**Task instructions:**
A - In the passage on Portland restaurants, in what part of Portland did John Gorham launch Toro Bravo?
B - From the passage on Portland restaurants, transcribe the part that opens with the words containing "Over the past" and closes with "till darkest night.".

**Text to read:**
It’s no longer a destination. But Biwa will always be a worthy neighborhood spot, hidden belowground with cozy nooks, good gyoza, carefully sourced sashimi, and the perpetually famous char siu pork burger. All that—and the knowledge that without Biwa, Portland might still be holding its chopsticks upside-down, puzzling between ramen and udon. —BT

Toro Bravo's coppa steak with a dollop of salbitxada
Image: Courtesy Nashco Photo
Toro Bravo
Other Restaurants: Tasty n Sons (2010), Tasty n Alder (2012), The Mediterranean Exploration Company (2014), Shalom Y’All (2016), Bless Your Heart Burgers (2016), Third n Tasty (2018)
Cookbooks: Toro Bravo (2013), Hello! My Name Is Tasty (2017)
Over the past decade, restaurateur John Gorham has opened six thriving restaurants, enveloping the Portland area like a gluttonous ladling of duck fat. It’s practically a given that a new Gorham project—often, a take on family-style Mediterranean-meets-comfort food, dressed up or down—will prove bankable, cycling through shakshuka-starved diners from brunch till darkest night.
The empire took root that auspicious year, when Gorham launched the garnet-walled, tapas-inspired Toro Bravo in Northeast Portland. Gorham—seasoned in kitchens ranging from San Francisco’s Citron to a casino in Ghana to Portland supper club Simpatica—had never been to Spain, aside from a brief research trip through Barcelona. But the ballsy concept worked, thanks to a tightly run ship and the “rambunctious conviviality” (according to our 2007 review) of his menu.

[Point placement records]

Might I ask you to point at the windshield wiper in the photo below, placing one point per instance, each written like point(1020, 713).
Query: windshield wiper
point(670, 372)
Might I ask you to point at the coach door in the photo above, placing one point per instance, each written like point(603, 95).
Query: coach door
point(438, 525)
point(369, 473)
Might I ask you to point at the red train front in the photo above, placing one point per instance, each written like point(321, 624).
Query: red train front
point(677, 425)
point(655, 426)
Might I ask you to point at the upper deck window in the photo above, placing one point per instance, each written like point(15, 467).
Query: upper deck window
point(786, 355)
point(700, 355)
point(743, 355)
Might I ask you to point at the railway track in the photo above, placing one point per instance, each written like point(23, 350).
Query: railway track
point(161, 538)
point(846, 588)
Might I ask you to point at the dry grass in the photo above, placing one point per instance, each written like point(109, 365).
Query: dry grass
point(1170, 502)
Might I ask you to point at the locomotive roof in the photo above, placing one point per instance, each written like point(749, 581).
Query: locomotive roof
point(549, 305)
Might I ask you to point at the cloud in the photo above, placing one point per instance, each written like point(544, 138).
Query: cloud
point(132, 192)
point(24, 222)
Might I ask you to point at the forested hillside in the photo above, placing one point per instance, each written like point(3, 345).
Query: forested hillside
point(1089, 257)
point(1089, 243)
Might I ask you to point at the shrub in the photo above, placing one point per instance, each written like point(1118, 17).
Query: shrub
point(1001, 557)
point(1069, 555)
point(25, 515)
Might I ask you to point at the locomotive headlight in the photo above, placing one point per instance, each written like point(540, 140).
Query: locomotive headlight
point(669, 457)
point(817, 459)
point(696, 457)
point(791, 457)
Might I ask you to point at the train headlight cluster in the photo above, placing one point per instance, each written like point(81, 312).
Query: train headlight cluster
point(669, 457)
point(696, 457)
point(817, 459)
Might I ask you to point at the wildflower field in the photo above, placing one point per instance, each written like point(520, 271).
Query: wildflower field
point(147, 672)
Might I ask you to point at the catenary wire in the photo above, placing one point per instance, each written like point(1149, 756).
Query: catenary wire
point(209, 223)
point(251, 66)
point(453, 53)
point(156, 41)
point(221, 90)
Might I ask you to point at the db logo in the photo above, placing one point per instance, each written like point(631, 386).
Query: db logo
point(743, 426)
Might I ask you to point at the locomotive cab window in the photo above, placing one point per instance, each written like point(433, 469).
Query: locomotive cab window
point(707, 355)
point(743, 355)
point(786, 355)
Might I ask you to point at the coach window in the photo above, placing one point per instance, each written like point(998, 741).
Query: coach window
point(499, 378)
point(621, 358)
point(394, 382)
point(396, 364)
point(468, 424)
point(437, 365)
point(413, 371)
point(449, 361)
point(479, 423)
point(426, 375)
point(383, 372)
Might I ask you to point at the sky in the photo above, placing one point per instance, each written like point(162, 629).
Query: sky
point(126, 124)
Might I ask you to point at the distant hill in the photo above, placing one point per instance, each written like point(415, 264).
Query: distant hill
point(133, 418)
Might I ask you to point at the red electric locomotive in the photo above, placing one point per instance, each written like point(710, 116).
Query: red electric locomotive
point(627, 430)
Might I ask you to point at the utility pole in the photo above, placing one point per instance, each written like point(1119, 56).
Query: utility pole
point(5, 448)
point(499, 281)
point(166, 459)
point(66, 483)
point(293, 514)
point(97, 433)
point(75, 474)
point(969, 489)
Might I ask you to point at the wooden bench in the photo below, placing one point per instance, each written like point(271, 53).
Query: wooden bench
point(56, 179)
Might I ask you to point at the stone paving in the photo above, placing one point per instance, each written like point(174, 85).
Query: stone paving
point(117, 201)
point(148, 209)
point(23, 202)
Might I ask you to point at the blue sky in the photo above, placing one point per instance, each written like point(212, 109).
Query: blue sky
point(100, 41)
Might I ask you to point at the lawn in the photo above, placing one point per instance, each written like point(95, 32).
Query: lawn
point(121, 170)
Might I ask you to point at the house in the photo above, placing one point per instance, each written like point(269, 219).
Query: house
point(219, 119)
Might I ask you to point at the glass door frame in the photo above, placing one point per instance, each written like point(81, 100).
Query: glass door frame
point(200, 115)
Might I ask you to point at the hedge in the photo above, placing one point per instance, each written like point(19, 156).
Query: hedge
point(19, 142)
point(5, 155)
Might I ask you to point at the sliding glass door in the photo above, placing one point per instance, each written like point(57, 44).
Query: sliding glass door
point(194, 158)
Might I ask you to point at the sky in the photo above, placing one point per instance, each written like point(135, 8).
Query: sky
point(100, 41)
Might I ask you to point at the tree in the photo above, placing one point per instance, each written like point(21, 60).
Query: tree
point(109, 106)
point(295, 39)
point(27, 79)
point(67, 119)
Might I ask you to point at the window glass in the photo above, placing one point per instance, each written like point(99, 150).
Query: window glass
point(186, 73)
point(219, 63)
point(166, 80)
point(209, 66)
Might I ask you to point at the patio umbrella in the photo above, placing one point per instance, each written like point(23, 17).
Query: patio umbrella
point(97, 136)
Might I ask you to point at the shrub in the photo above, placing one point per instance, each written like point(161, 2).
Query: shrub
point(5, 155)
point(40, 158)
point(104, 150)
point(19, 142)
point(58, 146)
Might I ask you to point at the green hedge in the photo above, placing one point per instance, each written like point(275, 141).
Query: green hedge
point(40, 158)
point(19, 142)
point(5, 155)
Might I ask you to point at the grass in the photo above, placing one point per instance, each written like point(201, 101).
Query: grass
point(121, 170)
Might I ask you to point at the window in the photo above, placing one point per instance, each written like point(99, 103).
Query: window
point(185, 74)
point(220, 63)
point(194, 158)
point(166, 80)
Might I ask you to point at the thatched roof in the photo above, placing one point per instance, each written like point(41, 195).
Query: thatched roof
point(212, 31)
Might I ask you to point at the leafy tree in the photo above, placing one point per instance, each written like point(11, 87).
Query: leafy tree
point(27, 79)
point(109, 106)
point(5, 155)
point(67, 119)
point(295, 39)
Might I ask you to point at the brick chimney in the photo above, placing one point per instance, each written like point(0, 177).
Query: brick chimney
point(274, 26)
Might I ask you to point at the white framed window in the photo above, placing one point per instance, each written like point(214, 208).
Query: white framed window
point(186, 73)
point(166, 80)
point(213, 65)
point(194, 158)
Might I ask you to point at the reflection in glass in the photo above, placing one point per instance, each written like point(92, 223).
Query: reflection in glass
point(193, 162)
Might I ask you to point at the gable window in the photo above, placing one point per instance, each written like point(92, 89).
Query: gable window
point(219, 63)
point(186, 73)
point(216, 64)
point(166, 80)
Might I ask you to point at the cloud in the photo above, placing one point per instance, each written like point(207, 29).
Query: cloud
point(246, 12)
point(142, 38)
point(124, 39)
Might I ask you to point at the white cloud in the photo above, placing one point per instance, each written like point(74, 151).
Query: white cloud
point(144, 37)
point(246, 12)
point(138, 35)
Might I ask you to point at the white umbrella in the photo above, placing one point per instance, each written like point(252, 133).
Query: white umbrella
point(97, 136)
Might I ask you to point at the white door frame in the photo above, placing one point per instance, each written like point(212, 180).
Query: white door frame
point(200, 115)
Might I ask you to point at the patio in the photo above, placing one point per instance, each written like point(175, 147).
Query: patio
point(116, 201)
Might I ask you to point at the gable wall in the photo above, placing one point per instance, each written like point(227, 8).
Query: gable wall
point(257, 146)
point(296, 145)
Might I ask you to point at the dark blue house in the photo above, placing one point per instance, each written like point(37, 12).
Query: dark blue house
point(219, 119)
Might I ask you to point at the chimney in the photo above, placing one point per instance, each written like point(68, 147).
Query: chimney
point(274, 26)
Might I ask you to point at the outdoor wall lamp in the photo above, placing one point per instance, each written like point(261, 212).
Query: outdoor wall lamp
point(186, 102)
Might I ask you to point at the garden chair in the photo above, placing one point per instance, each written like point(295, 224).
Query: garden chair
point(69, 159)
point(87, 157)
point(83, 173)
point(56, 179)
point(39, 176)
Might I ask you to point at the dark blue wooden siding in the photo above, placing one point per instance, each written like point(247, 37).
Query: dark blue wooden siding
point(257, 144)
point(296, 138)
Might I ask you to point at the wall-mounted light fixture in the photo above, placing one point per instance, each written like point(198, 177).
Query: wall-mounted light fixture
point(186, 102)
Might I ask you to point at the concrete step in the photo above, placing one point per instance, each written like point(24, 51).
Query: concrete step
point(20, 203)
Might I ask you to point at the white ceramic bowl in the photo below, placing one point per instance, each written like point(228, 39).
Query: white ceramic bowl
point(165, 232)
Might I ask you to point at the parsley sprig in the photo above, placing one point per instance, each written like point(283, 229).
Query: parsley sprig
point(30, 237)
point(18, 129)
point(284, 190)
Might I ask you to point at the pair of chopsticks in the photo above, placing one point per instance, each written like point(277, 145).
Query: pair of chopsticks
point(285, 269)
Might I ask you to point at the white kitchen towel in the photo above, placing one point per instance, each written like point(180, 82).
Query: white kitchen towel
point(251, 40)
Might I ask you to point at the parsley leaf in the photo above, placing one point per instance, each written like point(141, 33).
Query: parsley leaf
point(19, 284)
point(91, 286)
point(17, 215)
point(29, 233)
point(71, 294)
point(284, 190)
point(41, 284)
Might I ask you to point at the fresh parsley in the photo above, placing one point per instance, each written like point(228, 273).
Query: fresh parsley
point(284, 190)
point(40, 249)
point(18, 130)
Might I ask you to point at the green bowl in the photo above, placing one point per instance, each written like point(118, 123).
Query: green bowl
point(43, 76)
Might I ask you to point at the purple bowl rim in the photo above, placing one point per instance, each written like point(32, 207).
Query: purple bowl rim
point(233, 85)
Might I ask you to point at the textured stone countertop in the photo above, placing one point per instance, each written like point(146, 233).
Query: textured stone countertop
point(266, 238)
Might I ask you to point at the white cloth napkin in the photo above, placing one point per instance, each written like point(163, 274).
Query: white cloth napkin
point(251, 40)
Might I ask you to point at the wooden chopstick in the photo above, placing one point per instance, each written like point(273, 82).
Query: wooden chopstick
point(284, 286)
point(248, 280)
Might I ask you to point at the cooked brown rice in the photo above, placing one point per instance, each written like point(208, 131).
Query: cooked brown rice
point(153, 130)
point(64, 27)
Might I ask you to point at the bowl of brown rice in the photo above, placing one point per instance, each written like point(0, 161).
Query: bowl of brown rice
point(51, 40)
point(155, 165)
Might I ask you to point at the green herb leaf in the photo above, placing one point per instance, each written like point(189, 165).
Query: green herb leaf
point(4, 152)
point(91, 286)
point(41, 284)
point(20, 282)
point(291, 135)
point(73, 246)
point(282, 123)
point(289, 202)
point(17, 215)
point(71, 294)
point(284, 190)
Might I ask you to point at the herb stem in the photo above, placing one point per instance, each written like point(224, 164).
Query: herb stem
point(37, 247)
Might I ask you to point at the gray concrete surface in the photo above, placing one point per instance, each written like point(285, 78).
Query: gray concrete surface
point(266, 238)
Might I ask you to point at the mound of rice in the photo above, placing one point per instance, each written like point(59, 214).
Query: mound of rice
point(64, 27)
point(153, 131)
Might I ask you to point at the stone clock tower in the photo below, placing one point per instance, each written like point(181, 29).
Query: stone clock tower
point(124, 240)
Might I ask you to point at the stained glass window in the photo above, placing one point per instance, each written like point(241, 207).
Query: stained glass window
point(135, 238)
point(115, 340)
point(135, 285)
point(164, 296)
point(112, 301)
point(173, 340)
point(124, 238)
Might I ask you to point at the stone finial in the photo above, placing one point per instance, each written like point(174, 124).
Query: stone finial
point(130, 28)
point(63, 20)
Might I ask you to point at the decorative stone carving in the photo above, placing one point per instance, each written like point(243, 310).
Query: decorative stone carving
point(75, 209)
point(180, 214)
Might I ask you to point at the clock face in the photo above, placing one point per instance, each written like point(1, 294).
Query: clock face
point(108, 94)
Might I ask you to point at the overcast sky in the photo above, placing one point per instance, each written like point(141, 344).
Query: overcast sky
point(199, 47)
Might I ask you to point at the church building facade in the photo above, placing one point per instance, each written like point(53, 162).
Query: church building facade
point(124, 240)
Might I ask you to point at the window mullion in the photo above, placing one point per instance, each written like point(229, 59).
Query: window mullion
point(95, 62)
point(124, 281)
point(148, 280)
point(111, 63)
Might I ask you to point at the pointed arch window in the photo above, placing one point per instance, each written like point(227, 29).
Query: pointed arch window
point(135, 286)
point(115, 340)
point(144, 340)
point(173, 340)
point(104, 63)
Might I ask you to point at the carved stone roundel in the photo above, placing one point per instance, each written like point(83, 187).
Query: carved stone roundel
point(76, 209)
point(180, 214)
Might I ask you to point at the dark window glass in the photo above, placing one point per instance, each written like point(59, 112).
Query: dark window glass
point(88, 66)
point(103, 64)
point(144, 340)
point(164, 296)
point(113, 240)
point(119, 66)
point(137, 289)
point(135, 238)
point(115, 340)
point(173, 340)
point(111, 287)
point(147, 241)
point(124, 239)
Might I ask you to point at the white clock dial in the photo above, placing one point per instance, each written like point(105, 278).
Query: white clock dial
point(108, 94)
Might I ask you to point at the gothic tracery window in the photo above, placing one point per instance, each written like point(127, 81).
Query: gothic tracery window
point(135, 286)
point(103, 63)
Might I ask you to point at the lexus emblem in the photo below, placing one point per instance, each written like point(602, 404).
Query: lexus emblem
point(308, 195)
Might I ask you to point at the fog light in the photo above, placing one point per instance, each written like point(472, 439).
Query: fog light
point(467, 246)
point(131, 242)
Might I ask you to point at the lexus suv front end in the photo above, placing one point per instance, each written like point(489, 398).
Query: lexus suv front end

**Task results:**
A - Northeast Portland

B -
Over the past decade, restaurateur John Gorham has opened six thriving restaurants, enveloping the Portland area like a gluttonous ladling of duck fat. It’s practically a given that a new Gorham project—often, a take on family-style Mediterranean-meets-comfort food, dressed up or down—will prove bankable, cycling through shakshuka-starved diners from brunch till darkest night.